- **Task directions**: All of the data is to be copied word for word.

- **Information supplied**:
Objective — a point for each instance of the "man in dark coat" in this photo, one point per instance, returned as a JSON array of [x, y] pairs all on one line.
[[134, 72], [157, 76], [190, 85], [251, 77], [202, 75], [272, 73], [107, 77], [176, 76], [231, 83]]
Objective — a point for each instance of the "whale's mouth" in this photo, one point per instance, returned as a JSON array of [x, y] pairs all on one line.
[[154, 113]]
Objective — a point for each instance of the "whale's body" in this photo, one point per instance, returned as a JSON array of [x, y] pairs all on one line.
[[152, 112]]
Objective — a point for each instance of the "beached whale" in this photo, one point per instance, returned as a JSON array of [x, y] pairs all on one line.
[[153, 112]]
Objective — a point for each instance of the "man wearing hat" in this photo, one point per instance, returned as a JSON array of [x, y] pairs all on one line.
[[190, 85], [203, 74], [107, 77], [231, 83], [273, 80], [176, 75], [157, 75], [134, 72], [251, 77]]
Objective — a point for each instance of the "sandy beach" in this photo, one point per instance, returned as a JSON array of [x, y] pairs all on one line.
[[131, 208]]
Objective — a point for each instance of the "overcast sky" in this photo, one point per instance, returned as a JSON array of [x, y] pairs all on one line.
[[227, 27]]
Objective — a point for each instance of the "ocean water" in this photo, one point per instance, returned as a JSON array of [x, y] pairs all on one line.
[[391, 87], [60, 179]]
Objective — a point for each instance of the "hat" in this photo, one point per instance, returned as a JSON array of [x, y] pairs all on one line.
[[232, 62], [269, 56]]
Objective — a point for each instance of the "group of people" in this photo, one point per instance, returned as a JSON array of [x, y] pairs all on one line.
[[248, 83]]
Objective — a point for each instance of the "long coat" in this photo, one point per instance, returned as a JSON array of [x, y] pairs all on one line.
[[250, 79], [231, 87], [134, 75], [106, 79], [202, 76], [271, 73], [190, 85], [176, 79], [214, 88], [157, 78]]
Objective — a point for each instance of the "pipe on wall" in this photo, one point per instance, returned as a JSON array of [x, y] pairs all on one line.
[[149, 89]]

- **Completed task**:
Objective — a point for each instance of the "man in dark coat" in this photo, one point per instance, returned as a JSON array of [x, y] pairs all on one line.
[[134, 72], [157, 76], [190, 85], [251, 77], [202, 75], [272, 73], [107, 77], [176, 76], [231, 83]]
Objective — a point for each instance of the "whale's mouth" in this photo, one point per instance, returned as a JSON array of [x, y] pairs all on one line.
[[154, 113]]
Objective — a point for each instance of the "whale's body" in this photo, one point per instance, returned as a JSON array of [x, y] pairs all on one line.
[[152, 112]]
Objective — a point for each instance of the "beached whale" in this photo, one point per instance, returned as a JSON array of [x, y] pairs all on one line.
[[153, 112]]
Objective — a point for each instance of the "man wearing hat" in this photo, one point per instance, returned as a JSON array of [x, y] pairs all on one line.
[[190, 85], [203, 74], [107, 77], [231, 83], [273, 80], [176, 75], [157, 75], [134, 72], [251, 77]]
Objective — a point for each instance of the "sandy beach" in this photo, one point per instance, returned as a JSON array of [x, y] pairs all on one line.
[[131, 208]]
Objective — a point for each instance of the "overcast sky" in this photo, one point per instance, returned as a JSON array of [x, y] pairs all on one line.
[[227, 27]]
Objective — a point for each instance of the "ocean water" in this photo, one point per instance, returned as a JSON array of [x, y] pairs all on one line.
[[391, 87], [60, 179]]
Objective — a point for each instance of the "hat" in this photo, one point per instance, returned as a JSON array of [x, y] pairs all on one line.
[[232, 62], [269, 56]]
Objective — a point for each instance of the "group of people" in this photo, one point per instance, returned as a JSON array of [x, y] pairs all on one line.
[[248, 83]]
Objective — a point for each instance of the "long coat" in this photo, one point per instance, returned as a JSON array of [x, y] pairs all on one line.
[[250, 79], [231, 87], [134, 75], [106, 79], [202, 76], [271, 73], [190, 85], [176, 79], [214, 88], [157, 78]]
Objective — a point for each instance of the "pipe on wall" in this photo, one point per instance, returned as a JSON array of [x, y] pairs all on one line.
[[149, 89]]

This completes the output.